= EXERCISE INSTRUCTIONS =
Reproduce the stretch from the line containing "Short-answer question: In the image above, the blue" through the end of the material, requests included, and rescale each bounding-box coordinate in the answers by 1.35, rounding to whole numbers with halves going up. Leave all other numbers as they are, including those in the format samples.

= DATA FOR PROCESSING =
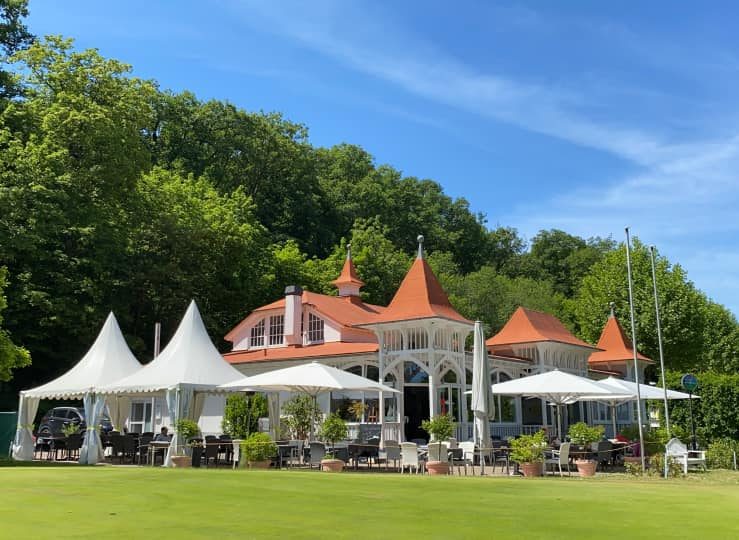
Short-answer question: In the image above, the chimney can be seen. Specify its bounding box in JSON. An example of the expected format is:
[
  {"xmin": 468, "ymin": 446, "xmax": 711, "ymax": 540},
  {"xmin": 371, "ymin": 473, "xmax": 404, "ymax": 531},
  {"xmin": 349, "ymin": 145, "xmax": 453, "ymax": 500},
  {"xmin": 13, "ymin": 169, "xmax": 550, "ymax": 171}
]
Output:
[{"xmin": 285, "ymin": 285, "xmax": 303, "ymax": 345}]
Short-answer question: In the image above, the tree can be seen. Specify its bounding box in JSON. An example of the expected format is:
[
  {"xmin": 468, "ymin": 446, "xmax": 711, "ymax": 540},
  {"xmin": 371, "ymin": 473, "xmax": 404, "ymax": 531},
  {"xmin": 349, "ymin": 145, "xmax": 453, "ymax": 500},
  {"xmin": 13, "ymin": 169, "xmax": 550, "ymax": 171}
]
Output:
[
  {"xmin": 0, "ymin": 267, "xmax": 31, "ymax": 381},
  {"xmin": 440, "ymin": 266, "xmax": 564, "ymax": 332},
  {"xmin": 0, "ymin": 0, "xmax": 33, "ymax": 103},
  {"xmin": 570, "ymin": 238, "xmax": 705, "ymax": 369}
]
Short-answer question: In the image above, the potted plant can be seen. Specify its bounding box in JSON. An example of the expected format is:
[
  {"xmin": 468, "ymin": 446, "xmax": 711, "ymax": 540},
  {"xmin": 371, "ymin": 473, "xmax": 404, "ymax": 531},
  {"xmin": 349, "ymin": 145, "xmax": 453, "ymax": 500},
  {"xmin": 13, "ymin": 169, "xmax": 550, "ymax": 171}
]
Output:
[
  {"xmin": 172, "ymin": 418, "xmax": 200, "ymax": 468},
  {"xmin": 320, "ymin": 413, "xmax": 349, "ymax": 472},
  {"xmin": 509, "ymin": 430, "xmax": 547, "ymax": 477},
  {"xmin": 567, "ymin": 422, "xmax": 604, "ymax": 476},
  {"xmin": 241, "ymin": 432, "xmax": 277, "ymax": 469},
  {"xmin": 421, "ymin": 414, "xmax": 456, "ymax": 475},
  {"xmin": 349, "ymin": 400, "xmax": 367, "ymax": 422}
]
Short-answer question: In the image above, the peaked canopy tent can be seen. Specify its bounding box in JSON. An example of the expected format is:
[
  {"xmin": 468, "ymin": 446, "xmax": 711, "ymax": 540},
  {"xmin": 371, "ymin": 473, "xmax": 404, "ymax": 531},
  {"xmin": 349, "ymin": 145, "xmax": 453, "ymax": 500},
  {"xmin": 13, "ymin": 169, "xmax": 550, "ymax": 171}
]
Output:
[
  {"xmin": 492, "ymin": 369, "xmax": 630, "ymax": 439},
  {"xmin": 578, "ymin": 377, "xmax": 700, "ymax": 437},
  {"xmin": 221, "ymin": 362, "xmax": 399, "ymax": 439},
  {"xmin": 12, "ymin": 312, "xmax": 141, "ymax": 464},
  {"xmin": 99, "ymin": 300, "xmax": 243, "ymax": 467}
]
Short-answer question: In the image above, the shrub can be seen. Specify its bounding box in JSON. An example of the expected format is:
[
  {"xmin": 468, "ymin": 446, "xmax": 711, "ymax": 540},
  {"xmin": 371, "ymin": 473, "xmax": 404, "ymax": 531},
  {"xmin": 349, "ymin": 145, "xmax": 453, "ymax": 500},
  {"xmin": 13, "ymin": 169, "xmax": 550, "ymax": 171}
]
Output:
[
  {"xmin": 567, "ymin": 422, "xmax": 605, "ymax": 445},
  {"xmin": 221, "ymin": 393, "xmax": 267, "ymax": 439},
  {"xmin": 510, "ymin": 430, "xmax": 547, "ymax": 463},
  {"xmin": 706, "ymin": 438, "xmax": 739, "ymax": 469},
  {"xmin": 282, "ymin": 394, "xmax": 321, "ymax": 440},
  {"xmin": 241, "ymin": 432, "xmax": 277, "ymax": 463},
  {"xmin": 320, "ymin": 414, "xmax": 349, "ymax": 454},
  {"xmin": 421, "ymin": 414, "xmax": 457, "ymax": 441}
]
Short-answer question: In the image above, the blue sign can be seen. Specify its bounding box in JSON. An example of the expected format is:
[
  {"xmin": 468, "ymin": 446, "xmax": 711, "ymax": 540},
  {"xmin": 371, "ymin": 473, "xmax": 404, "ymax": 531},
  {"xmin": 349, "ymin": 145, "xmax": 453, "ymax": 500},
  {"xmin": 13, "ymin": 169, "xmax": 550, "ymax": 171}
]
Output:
[{"xmin": 680, "ymin": 373, "xmax": 698, "ymax": 394}]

= FULL OUTPUT =
Short-answer question: In the image above, the blue sign can be seen. Specify its bounding box in JSON. An example of the expected format is:
[
  {"xmin": 468, "ymin": 446, "xmax": 711, "ymax": 540},
  {"xmin": 371, "ymin": 473, "xmax": 404, "ymax": 531},
  {"xmin": 349, "ymin": 145, "xmax": 453, "ymax": 500},
  {"xmin": 13, "ymin": 169, "xmax": 550, "ymax": 171}
]
Output:
[{"xmin": 918, "ymin": 504, "xmax": 942, "ymax": 532}]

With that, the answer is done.